Exercise instructions >> Will you give every entry again exactly as it stands?

------------------------------------------------------------------------

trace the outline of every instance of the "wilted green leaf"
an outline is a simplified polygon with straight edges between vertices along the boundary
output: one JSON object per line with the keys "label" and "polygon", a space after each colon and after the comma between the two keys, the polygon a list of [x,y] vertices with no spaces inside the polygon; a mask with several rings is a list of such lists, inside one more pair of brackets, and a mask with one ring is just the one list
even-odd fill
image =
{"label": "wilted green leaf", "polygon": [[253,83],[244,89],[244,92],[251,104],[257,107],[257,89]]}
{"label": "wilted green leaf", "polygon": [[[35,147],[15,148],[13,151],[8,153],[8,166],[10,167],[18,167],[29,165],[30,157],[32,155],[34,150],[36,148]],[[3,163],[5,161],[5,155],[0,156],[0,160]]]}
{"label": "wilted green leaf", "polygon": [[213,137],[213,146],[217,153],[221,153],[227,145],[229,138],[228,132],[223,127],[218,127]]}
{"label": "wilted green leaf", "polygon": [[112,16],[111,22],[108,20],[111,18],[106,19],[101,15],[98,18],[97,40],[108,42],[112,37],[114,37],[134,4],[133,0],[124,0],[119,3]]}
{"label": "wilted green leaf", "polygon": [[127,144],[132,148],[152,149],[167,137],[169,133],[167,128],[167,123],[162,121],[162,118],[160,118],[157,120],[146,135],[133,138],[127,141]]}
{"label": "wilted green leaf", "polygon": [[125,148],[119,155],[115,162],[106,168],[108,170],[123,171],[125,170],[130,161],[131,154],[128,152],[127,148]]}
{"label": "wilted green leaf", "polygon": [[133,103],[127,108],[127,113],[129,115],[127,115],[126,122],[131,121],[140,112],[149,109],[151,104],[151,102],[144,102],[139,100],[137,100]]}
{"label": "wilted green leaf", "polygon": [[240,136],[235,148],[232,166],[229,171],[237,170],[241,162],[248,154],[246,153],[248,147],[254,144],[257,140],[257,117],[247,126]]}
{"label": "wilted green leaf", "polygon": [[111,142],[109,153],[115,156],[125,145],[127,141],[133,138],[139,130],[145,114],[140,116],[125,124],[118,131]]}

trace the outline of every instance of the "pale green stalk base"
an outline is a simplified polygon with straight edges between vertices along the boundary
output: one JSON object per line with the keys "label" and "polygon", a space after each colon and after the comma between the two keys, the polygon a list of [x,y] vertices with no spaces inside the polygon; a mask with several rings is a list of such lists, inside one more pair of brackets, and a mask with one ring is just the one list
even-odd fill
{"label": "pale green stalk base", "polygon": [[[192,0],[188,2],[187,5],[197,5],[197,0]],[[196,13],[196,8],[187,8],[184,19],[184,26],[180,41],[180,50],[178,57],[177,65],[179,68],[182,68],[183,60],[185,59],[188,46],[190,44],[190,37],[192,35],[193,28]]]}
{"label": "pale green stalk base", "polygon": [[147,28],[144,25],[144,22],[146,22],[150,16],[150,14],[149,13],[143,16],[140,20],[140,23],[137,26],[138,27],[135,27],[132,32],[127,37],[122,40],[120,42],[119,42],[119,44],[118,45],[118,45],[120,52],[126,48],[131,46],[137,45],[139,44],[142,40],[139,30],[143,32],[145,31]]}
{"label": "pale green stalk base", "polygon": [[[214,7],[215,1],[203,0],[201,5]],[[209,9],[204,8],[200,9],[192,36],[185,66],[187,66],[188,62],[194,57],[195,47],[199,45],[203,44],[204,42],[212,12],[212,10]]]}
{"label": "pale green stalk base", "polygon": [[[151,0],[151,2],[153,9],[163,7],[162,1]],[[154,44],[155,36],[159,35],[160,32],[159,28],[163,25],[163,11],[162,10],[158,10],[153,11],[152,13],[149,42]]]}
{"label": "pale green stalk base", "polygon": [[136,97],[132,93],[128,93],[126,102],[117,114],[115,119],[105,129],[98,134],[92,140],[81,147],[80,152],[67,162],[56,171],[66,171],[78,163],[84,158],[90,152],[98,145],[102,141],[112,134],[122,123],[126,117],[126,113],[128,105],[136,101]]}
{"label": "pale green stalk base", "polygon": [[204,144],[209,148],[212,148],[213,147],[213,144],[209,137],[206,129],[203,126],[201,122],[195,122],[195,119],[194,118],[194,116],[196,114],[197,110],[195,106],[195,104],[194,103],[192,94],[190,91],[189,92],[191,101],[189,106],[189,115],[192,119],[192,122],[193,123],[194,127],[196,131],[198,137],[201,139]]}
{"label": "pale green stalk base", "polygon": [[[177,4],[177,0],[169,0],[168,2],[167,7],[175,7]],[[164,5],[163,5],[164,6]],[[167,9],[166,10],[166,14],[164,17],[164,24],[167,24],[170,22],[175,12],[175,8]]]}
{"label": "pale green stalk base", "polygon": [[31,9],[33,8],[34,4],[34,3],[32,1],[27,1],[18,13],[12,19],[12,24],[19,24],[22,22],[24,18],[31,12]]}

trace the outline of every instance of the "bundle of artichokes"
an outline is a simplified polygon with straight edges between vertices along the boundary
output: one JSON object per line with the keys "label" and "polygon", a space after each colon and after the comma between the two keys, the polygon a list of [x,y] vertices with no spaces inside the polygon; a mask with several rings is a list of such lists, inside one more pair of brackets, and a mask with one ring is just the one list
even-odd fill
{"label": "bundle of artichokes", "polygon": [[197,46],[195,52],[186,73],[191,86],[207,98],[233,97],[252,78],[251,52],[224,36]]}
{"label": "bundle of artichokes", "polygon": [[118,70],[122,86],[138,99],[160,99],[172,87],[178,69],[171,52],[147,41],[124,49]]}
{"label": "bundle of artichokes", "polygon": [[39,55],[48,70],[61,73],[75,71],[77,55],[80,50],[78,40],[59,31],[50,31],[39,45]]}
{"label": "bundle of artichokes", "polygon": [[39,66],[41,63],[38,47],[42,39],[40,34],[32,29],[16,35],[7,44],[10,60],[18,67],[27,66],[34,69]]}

------------------------------------------------------------------------

Output for this exercise >>
trace the outline of every instance of the "wilted green leaf"
an outline is a simplified polygon with straight edges between vertices along the boundary
output: one JSON object per line with the keys "label" and "polygon", a space after each colon and after the comma between the two keys, the polygon a list of [x,y] vertices with no spaces inside the polygon; a mask with several rings is a list of such lists, inside one more pair of brackets, and a mask with one ring is just the one list
even-odd fill
image =
{"label": "wilted green leaf", "polygon": [[253,83],[244,89],[244,92],[251,104],[257,107],[257,89]]}
{"label": "wilted green leaf", "polygon": [[[35,147],[15,148],[13,151],[8,153],[8,166],[10,167],[18,167],[29,165],[30,157],[32,155],[34,150],[36,148]],[[3,163],[5,161],[5,155],[0,156],[0,160]]]}
{"label": "wilted green leaf", "polygon": [[213,137],[213,146],[217,153],[221,153],[227,145],[229,138],[228,132],[223,127],[218,127]]}
{"label": "wilted green leaf", "polygon": [[112,16],[111,22],[108,20],[111,18],[106,19],[101,15],[98,18],[97,40],[108,42],[112,37],[114,37],[134,4],[133,0],[124,0],[119,3]]}
{"label": "wilted green leaf", "polygon": [[127,144],[132,148],[152,149],[167,137],[169,133],[167,128],[167,123],[162,121],[162,118],[160,118],[157,120],[146,135],[133,138],[127,141]]}
{"label": "wilted green leaf", "polygon": [[125,148],[119,155],[115,162],[106,168],[108,170],[123,171],[125,170],[130,161],[131,154],[128,152],[127,148]]}
{"label": "wilted green leaf", "polygon": [[133,103],[127,108],[127,113],[129,115],[127,115],[126,122],[131,121],[140,112],[149,109],[151,104],[151,102],[144,102],[139,100],[137,100]]}
{"label": "wilted green leaf", "polygon": [[240,136],[235,148],[232,166],[229,171],[237,170],[241,162],[248,154],[246,153],[248,147],[254,144],[257,140],[257,117],[247,126]]}
{"label": "wilted green leaf", "polygon": [[111,142],[109,153],[115,156],[125,145],[127,141],[133,138],[139,130],[145,114],[140,116],[125,124],[118,131]]}

trace the outline of every instance of the "pale green stalk base"
an outline is a simplified polygon with straight edges between vertices along the boundary
output: one JSON object per line with the keys "label" and "polygon", a space after each colon and after the comma between the two keys, the polygon a list of [x,y] vertices with no spaces inside the polygon; a mask with several rings is a list of such lists, inside one more pair of brackets, and a mask with one ring is just the one list
even-odd fill
{"label": "pale green stalk base", "polygon": [[[192,0],[188,2],[187,5],[197,5],[197,0]],[[196,13],[196,8],[187,8],[184,19],[184,26],[180,41],[180,50],[178,57],[177,65],[179,68],[182,68],[183,60],[185,59],[188,46],[190,44],[190,37],[192,35],[193,28]]]}
{"label": "pale green stalk base", "polygon": [[147,28],[144,25],[144,22],[146,22],[150,16],[150,14],[149,13],[143,16],[140,20],[140,23],[137,26],[138,27],[135,27],[132,32],[127,37],[122,40],[120,42],[119,42],[119,44],[118,45],[118,45],[120,52],[126,48],[131,46],[137,45],[139,44],[142,40],[139,30],[143,32],[145,31]]}
{"label": "pale green stalk base", "polygon": [[[214,7],[215,1],[203,0],[201,5]],[[209,9],[204,8],[200,9],[192,36],[185,66],[187,66],[188,62],[194,57],[195,47],[199,45],[203,44],[204,42],[212,12],[212,10]]]}
{"label": "pale green stalk base", "polygon": [[[151,0],[151,2],[153,9],[163,7],[162,1]],[[154,44],[155,36],[159,35],[160,32],[159,28],[163,25],[163,11],[162,10],[158,10],[153,11],[152,13],[149,42]]]}
{"label": "pale green stalk base", "polygon": [[136,97],[132,93],[128,93],[126,102],[117,114],[115,119],[105,129],[98,134],[92,140],[81,147],[80,152],[67,162],[56,171],[66,171],[78,163],[84,158],[90,152],[98,145],[102,141],[112,134],[122,123],[126,117],[126,113],[128,105],[136,101]]}
{"label": "pale green stalk base", "polygon": [[204,144],[209,148],[212,148],[213,147],[213,144],[209,137],[206,129],[203,126],[201,122],[195,122],[195,119],[194,118],[194,116],[196,114],[197,110],[195,106],[195,104],[194,103],[192,94],[190,91],[189,92],[191,101],[189,106],[189,115],[192,119],[192,122],[193,123],[194,127],[196,131],[198,137],[201,139]]}
{"label": "pale green stalk base", "polygon": [[[177,4],[177,0],[169,0],[168,2],[167,7],[175,7]],[[164,5],[163,5],[164,6]],[[167,9],[166,10],[166,14],[164,17],[164,24],[167,24],[170,22],[175,12],[175,8]]]}
{"label": "pale green stalk base", "polygon": [[31,9],[33,8],[34,4],[34,3],[32,1],[27,1],[18,13],[12,19],[12,24],[19,24],[22,22],[24,18],[31,12]]}

trace the outline of every instance of the "bundle of artichokes"
an outline is a simplified polygon with straight edges between vertices along the boundary
output: one JSON object per line with the keys "label" and "polygon", a space after each colon and after the comma between the two keys, the polygon a list of [x,y] vertices with no spaces inside the polygon; a mask with several rings is a list of such lists, inside one more pair of brackets, and a mask with one ring is just the one list
even-odd fill
{"label": "bundle of artichokes", "polygon": [[197,46],[195,52],[186,73],[191,86],[207,98],[233,97],[252,78],[251,52],[224,36]]}
{"label": "bundle of artichokes", "polygon": [[118,70],[122,86],[138,99],[160,99],[172,87],[178,69],[171,52],[147,41],[124,49]]}
{"label": "bundle of artichokes", "polygon": [[39,55],[48,70],[61,73],[75,71],[77,55],[80,50],[78,40],[59,31],[50,31],[39,45]]}
{"label": "bundle of artichokes", "polygon": [[39,66],[41,63],[38,47],[42,39],[40,34],[32,29],[16,35],[7,44],[10,60],[18,67],[27,66],[34,69]]}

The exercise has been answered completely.